> [GIVEN TASK]: Scale the coordinates in the listing, from the line holding "Reviewer note: verify one keypoint per instance of the building." through the end of the listing, inclusive. Repeat every line in that stretch, including the ones without coordinates, and multiply each coordinate by 0.65, rounding to a whole number with halves rounded up; give only those lines.
--- START ---
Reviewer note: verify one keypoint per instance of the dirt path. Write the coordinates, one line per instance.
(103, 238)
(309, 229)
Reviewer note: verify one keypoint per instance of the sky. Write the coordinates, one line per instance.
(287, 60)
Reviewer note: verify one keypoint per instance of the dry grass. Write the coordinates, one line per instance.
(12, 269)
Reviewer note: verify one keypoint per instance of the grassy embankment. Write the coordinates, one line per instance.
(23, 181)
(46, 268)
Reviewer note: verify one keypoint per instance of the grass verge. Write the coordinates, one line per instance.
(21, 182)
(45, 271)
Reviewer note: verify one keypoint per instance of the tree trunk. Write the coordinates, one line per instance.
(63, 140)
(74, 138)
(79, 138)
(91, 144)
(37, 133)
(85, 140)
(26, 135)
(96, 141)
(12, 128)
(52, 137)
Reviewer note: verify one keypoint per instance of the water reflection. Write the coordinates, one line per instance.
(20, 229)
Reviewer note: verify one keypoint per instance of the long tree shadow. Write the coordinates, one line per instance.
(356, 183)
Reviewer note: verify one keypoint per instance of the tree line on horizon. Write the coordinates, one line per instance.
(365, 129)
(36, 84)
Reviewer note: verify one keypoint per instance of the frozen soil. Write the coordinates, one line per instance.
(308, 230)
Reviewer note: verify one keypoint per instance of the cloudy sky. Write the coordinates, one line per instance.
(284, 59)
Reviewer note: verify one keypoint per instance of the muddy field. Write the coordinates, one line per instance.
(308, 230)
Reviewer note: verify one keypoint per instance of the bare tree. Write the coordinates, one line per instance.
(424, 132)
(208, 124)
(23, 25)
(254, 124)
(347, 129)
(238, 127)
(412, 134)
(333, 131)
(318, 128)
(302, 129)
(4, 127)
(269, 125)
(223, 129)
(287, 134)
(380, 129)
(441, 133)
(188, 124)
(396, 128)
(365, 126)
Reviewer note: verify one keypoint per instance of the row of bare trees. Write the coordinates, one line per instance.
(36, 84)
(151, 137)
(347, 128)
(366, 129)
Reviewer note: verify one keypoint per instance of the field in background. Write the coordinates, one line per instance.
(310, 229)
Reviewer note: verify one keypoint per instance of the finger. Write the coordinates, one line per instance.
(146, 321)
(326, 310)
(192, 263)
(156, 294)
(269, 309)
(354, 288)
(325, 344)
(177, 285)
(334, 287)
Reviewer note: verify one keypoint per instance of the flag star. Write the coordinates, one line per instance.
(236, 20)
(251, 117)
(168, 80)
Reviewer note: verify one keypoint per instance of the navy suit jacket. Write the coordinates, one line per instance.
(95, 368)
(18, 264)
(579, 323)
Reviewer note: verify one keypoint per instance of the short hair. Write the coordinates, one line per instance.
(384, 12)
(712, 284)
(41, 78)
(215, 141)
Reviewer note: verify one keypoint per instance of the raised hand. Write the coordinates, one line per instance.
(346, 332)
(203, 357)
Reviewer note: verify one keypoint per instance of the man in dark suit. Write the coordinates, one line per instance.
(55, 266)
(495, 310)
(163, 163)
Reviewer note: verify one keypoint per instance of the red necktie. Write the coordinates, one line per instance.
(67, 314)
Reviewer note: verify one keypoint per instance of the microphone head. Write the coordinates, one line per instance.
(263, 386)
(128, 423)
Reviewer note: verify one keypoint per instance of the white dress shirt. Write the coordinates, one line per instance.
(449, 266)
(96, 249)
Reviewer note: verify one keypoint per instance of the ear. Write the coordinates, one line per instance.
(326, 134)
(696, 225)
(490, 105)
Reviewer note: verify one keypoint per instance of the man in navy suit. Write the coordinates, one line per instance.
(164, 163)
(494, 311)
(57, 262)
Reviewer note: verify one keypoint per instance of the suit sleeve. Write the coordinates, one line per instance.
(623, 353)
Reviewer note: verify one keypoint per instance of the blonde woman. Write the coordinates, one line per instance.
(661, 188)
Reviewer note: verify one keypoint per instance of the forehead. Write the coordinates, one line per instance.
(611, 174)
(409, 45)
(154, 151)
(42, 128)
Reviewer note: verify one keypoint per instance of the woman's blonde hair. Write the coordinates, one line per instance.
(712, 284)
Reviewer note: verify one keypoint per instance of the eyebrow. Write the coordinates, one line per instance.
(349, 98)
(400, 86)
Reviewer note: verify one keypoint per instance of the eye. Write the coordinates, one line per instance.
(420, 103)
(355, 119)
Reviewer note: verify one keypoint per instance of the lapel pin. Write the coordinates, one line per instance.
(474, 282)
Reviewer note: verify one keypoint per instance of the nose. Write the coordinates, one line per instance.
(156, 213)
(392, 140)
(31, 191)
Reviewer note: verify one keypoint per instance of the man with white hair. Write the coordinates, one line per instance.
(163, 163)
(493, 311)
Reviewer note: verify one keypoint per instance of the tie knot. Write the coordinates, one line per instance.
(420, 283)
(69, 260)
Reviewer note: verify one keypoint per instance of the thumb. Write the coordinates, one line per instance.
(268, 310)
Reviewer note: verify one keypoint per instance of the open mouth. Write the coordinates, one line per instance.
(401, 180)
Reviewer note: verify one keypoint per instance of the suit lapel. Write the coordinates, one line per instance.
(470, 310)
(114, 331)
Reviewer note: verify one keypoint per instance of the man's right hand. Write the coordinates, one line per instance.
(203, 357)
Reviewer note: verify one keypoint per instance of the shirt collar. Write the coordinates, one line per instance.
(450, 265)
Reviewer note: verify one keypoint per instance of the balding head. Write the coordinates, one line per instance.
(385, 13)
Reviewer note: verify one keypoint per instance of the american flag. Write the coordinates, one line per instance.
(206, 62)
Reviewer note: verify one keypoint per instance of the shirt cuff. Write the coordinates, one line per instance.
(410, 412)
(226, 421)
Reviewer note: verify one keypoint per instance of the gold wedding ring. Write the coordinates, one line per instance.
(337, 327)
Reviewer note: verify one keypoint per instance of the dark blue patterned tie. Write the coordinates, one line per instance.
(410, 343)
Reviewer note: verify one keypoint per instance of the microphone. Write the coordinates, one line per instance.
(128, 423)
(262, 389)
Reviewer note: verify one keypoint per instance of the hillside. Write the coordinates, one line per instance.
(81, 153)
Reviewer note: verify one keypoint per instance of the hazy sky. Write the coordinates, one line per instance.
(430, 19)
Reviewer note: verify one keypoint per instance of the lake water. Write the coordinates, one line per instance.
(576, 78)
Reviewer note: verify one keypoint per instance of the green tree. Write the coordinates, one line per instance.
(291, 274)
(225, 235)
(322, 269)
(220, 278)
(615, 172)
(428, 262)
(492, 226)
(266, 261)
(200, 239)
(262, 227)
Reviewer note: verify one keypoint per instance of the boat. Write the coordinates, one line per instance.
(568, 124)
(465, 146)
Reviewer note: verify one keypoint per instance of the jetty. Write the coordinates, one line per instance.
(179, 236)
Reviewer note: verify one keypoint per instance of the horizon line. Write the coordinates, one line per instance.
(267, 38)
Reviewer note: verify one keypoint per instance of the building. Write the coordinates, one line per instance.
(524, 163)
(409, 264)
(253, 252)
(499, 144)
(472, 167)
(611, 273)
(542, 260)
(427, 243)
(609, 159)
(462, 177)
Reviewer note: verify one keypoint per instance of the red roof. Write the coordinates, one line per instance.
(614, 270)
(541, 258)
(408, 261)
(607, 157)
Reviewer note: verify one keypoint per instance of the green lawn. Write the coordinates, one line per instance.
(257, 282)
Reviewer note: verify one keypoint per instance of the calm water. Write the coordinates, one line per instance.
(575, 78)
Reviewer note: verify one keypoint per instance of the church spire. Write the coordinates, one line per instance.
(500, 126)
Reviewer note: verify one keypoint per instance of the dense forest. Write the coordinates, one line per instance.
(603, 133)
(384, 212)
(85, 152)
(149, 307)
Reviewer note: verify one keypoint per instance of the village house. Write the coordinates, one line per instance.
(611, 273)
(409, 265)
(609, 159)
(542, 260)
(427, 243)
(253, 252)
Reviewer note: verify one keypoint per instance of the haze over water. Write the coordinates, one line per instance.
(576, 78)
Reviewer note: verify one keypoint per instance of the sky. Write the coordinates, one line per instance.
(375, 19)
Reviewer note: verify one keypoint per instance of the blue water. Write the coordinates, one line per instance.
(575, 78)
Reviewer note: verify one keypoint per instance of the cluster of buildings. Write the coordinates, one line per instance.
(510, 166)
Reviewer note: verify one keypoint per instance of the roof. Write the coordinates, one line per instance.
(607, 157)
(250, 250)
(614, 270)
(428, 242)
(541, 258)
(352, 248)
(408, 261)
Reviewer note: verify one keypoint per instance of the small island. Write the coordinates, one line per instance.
--- END ---
> [RESPONSE BELOW]:
Reviewer note: verify one keypoint per instance of the building. Write the coordinates, one line per instance.
(341, 106)
(266, 172)
(164, 164)
(324, 94)
(307, 109)
(397, 177)
(352, 169)
(278, 158)
(396, 103)
(300, 115)
Reviewer note: verify one keypoint per instance of the red roof. Write the coordinates, one line per instance.
(399, 176)
(352, 168)
(265, 170)
(395, 102)
Reviewer note: verify one keypoint per instance of the green lawn. Write the coordinates, one line per instance.
(167, 183)
Reviewer note: verify one keypoint per instance of the calm water. Write the coordinates, one line per instance.
(374, 51)
Reviewer note: verify one keypoint per instance of the church spire. Write the coordinates, one line per instance.
(325, 82)
Reviewer note: verify one keypoint per instance of the dense forest. Write the coordinates, one line per instance.
(392, 86)
(250, 138)
(55, 99)
(97, 200)
Reviewer note: verify one keypoint per instance of the village house. Write the coordinates, one line per instance.
(397, 177)
(266, 172)
(396, 103)
(352, 169)
(278, 158)
(164, 164)
Reviewer note: verify one keypoint per instance of the haze over water. Write the coordinates, one line per instance.
(374, 51)
Reviewer note: verify one keypoint per instance of the sky. Write the coordinates, one line per instance.
(244, 12)
Reviewer note: verify one keypoint per instance of the blue water. Write the coordinates, one line per instance.
(374, 51)
Reviewer note: verify one keypoint per instance of the cluster of buildings. Write the coordinates, one line per instance.
(332, 108)
Reviewer note: verify one keypoint per instance of the roof. Write the coordinates, one line per instance.
(395, 102)
(163, 163)
(399, 176)
(278, 157)
(352, 168)
(229, 161)
(265, 170)
Reviewer note: verify one keypoint per instance of the small island. Write the coordinates, one line per instance.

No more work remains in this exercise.